- **ABOUT THIS TASK**
Every record below is to be reproduced exactly.

________________________

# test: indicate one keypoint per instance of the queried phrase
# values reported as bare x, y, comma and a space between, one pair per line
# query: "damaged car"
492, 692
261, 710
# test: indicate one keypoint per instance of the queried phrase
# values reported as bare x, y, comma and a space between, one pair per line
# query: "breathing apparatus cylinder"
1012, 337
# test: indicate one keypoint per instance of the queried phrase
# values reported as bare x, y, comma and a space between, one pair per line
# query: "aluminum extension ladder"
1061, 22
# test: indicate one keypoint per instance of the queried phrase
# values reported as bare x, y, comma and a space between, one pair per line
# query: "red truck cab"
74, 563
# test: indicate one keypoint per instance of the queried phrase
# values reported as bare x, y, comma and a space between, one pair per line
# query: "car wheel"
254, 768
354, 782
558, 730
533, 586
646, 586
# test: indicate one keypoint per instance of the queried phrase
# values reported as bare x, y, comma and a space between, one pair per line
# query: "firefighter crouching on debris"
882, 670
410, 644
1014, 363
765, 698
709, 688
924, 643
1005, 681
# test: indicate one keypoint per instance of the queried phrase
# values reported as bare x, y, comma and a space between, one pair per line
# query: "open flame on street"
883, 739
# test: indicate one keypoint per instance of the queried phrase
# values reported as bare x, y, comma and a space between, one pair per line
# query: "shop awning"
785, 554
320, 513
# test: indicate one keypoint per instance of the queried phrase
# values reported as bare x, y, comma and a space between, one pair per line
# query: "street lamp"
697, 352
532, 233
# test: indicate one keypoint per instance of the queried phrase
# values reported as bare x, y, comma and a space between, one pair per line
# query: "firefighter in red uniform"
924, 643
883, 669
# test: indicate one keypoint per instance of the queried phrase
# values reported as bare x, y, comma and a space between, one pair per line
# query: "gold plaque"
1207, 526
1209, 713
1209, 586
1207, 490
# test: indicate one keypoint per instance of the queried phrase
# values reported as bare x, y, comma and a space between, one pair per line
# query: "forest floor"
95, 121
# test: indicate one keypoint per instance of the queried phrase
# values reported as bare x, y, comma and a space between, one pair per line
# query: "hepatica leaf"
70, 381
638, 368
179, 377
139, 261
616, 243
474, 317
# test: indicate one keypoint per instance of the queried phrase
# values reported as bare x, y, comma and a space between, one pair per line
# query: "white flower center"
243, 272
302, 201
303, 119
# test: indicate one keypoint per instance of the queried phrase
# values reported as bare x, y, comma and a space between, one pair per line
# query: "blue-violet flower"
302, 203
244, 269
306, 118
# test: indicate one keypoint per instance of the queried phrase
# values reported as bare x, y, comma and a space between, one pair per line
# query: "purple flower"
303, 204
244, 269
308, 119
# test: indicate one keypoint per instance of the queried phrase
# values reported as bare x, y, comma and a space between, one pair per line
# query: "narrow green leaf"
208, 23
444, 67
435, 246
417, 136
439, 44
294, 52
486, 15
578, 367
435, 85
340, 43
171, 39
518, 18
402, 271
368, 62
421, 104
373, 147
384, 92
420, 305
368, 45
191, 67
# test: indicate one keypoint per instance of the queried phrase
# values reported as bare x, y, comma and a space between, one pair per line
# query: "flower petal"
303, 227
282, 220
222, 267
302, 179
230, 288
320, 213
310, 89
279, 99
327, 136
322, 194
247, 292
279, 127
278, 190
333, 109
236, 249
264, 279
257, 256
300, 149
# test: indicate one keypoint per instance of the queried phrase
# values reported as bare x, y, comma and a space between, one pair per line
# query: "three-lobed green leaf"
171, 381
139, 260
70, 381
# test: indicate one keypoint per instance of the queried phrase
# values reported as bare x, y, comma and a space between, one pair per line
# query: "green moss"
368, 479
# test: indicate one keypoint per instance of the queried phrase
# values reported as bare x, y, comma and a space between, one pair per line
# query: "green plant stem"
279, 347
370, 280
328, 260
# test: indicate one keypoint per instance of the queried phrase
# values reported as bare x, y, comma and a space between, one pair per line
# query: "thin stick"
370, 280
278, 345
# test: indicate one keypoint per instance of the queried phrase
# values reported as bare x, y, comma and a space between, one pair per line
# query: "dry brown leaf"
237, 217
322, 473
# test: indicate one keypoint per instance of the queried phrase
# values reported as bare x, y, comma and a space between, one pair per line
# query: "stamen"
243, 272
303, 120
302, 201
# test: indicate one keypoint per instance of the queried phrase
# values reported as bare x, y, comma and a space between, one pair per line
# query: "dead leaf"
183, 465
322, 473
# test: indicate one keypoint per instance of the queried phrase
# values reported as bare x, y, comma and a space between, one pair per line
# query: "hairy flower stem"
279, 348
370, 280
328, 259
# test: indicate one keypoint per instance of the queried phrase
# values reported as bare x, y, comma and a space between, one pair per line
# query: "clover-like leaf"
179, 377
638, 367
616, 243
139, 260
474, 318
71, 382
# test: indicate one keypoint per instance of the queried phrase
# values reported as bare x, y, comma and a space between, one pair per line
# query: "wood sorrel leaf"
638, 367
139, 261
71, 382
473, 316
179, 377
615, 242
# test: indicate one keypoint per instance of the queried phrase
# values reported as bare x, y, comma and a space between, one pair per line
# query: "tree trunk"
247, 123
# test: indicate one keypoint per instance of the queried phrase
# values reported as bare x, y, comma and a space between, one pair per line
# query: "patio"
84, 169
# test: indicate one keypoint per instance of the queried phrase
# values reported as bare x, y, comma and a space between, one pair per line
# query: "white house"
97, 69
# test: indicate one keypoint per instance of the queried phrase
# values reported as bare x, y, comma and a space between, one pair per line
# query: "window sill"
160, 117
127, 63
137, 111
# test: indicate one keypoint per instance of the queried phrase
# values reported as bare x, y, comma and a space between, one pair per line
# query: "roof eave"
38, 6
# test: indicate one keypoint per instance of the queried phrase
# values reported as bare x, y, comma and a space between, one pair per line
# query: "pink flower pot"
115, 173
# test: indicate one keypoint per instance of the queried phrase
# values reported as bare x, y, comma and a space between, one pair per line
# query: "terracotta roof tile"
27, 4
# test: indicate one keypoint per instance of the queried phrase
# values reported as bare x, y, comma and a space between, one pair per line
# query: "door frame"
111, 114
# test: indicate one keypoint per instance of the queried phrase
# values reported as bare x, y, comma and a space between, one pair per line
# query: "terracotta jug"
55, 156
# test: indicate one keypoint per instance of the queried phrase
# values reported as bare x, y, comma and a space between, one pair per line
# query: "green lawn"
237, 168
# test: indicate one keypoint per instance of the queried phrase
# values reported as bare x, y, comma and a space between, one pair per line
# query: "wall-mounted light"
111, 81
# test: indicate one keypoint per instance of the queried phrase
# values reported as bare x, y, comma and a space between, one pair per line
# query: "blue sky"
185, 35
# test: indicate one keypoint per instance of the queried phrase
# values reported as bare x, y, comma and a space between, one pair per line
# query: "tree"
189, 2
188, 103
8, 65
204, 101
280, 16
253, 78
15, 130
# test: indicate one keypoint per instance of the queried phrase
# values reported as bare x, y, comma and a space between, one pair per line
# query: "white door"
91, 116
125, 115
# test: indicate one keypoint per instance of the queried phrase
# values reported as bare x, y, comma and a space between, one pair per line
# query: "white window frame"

________________________

- **SOLUTION TO THIS EXERCISE**
# test: indicate one keypoint per instance of the queried phrase
# values reported as bare x, y, comma and a space between, one pair per line
# query: "damaged car"
492, 692
261, 710
# test: indicate one keypoint per instance of the queried phrase
# values reported as bare x, y, comma and a space between, one pair per line
# query: "breathing apparatus cylinder"
1012, 337
# test: indicate one keypoint per instance of the queried phrase
# values reported as bare x, y, comma and a space between, one pair per line
# query: "aluminum extension ladder"
1061, 22
# test: indicate one keypoint per instance of the queried phrase
# values reported as bare x, y, comma and a space between, one pair per line
# query: "red truck cab"
74, 563
# test: indicate one keypoint per instance of the queried phrase
# values reported as bare x, y, comma and a space between, one pair per line
# query: "car wheel"
254, 768
354, 782
558, 730
533, 586
646, 586
# test: indicate one keypoint per instance of the queried phrase
# values reported as bare x, y, comma and a space between, one pair per line
# query: "firefighter crouching on debris"
882, 670
410, 644
1014, 363
765, 698
709, 688
924, 643
1005, 681
# test: indicate one keypoint per instance of the queried phrase
# values reported as bare x, y, comma and a space between, one pair per line
# query: "open flame on street"
883, 739
# test: indicate one keypoint per instance of the queried phrase
# values reported as bare x, y, comma and a space between, one pair per line
# query: "shop awning"
785, 554
320, 513
# test: indicate one keypoint per instance of the queried phrase
# values reported as bare x, y, comma and a space between, one pair per line
# query: "street lamp"
697, 352
532, 233
# test: indicate one keypoint per instance of the queried phrase
# values reported as bare x, y, comma and a space between, one pair per line
# query: "firefighter in red uniform"
924, 643
883, 669
# test: indicate one keypoint per instance of the queried phrase
# values reported as bare x, y, comma and a space between, one pair per line
# query: "gold plaque"
1207, 526
1209, 713
1209, 586
1207, 490
# test: indicate one keypoint per instance of the queried phrase
# values reported as bare x, y, comma and a space between, one pair per line
# query: "forest floor"
95, 121
# test: indicate one keypoint per instance of the queried phrase
# values reported as bare x, y, comma and a space between, one pair per line
# query: "hepatica leaf"
70, 381
638, 368
179, 377
139, 261
616, 243
474, 317
# test: indicate one keypoint per instance of the queried phrase
# values reported as bare x, y, comma and a space between, one pair per line
# query: "white flower center"
243, 272
302, 201
303, 119
# test: indicate one keypoint per instance of the queried phrase
# values reported as bare x, y, comma and a space between, one pair per line
# query: "blue-violet flower"
302, 203
244, 269
306, 118
# test: indicate one keypoint per instance of the queried phrase
# values reported as bare x, y, comma and a space between, one pair per line
# query: "purple flower"
303, 204
244, 269
308, 119
# test: indicate one keypoint per instance of the queried phrase
# values reported as bare x, y, comma and a space between, one pair per line
# query: "narrow green leaf"
208, 23
444, 67
435, 246
417, 136
439, 44
294, 52
486, 15
578, 367
435, 85
340, 43
171, 39
518, 18
402, 271
368, 62
421, 104
373, 147
384, 92
420, 305
368, 45
191, 67
# test: indicate one keypoint per instance of the queried phrase
# values reported as bare x, y, comma and a space between, one pair per line
# query: "flower petal"
303, 227
282, 220
222, 267
302, 179
230, 288
320, 213
310, 89
279, 99
327, 136
322, 194
247, 292
279, 127
278, 190
333, 109
236, 249
264, 279
257, 256
300, 149
# test: indicate one keypoint per instance of the queried phrase
# values reported as bare x, y, comma and a space between, one pair per line
# query: "three-lobed green leaf"
171, 381
139, 260
70, 381
# test: indicate one keypoint per instance of the queried phrase
# values reported as bare x, y, comma and a space between, one pair per line
# query: "green moss"
368, 479
# test: indicate one keypoint per instance of the queried phrase
# values reported as bare x, y, comma and a space between, one pair per line
# query: "green plant stem"
279, 347
370, 280
328, 260
# test: indicate one keypoint per instance of the queried phrase
# values reported as bare x, y, comma and a space between, one pair per line
# query: "thin stick"
370, 280
278, 345
# test: indicate one keypoint per instance of the queried phrase
# values reported as bare x, y, comma and a space between, one pair per line
# query: "dry brown leaf"
237, 217
322, 473
# test: indicate one keypoint per instance of the queried phrase
# values reported as bare x, y, comma and a space between, one pair per line
# query: "stamen"
243, 272
303, 120
302, 201
# test: indicate one keypoint per instance of the queried phrase
# values reported as bare x, y, comma and a space between, one pair per line
# query: "dead leaf"
183, 465
322, 473
# test: indicate one keypoint per instance of the queried phrase
# values reported as bare x, y, comma and a space between, one pair per line
# query: "hairy flower stem"
279, 348
370, 280
328, 259
# test: indicate one keypoint per instance of the queried phrase
# values reported as bare x, y, comma and a space between, one pair per line
# query: "clover-like leaf"
179, 377
638, 367
616, 243
139, 260
474, 318
71, 382
# test: indicate one keypoint per instance of the queried phrase
# values reported as bare x, y, comma and a space between, one pair per line
# query: "wood sorrel leaf"
638, 367
139, 261
71, 382
473, 316
179, 377
615, 242
# test: indicate one keypoint per instance of the queried phrase
# values reported as bare x, y, comma and a space between, one pair per line
# query: "tree trunk"
247, 123
# test: indicate one keypoint per instance of the queried phrase
# values reported as bare x, y, comma and a space between, one pair per line
# query: "patio"
84, 169
# test: indicate one keypoint per instance of the queried phrase
# values reported as bare x, y, comma and a space between, one pair per line
# query: "white house"
97, 69
# test: indicate one keypoint per instance of the queried phrase
# values reported as bare x, y, comma and a space between, one pair per line
# query: "window sill"
160, 117
127, 63
137, 111
# test: indicate one keypoint per instance of the queried phrase
# values reported as bare x, y, comma and a space between, one pair per line
# query: "roof eave"
38, 6
# test: indicate one keypoint per instance of the queried phrase
# values reported as bare x, y, comma and a space between, one pair per line
# query: "pink flower pot"
115, 173
# test: indicate one keypoint per instance of the queried phrase
# values reported as bare x, y, comma and a space between, one pair per line
# query: "terracotta roof tile"
27, 4
# test: indicate one keypoint per instance of the queried phrase
# values reported as bare x, y, comma and a space between, one pair per line
# query: "door frame"
111, 114
# test: indicate one keypoint per instance of the queried phrase
# values reported as bare x, y, comma and a space between, one pair per line
# query: "terracotta jug"
55, 156
# test: indicate one keypoint per instance of the queried phrase
# values reported as bare x, y, comma and a space between, one pair per line
# query: "green lawn"
237, 168
# test: indicate one keypoint per instance of the queried phrase
# values reported as bare x, y, comma and a space between, one pair per line
# query: "wall-mounted light"
111, 81
# test: indicate one keypoint per instance of the queried phrase
# values reported as bare x, y, comma and a space between, one pair per line
# query: "blue sky"
185, 35
# test: indicate one keypoint per instance of the queried phrase
# values reported as bare x, y, comma and a space between, one pair per line
# query: "tree"
189, 2
188, 103
8, 65
204, 101
280, 16
253, 78
15, 130
# test: indicate one keypoint per instance of the queried phrase
# values reported as bare x, y, comma and a space between, one pair per line
# query: "white door"
91, 116
125, 115
# test: indicate one keypoint per instance of the queried phrase
# values reported as bare x, y, comma and a space between, one pair per line
# query: "white window frame"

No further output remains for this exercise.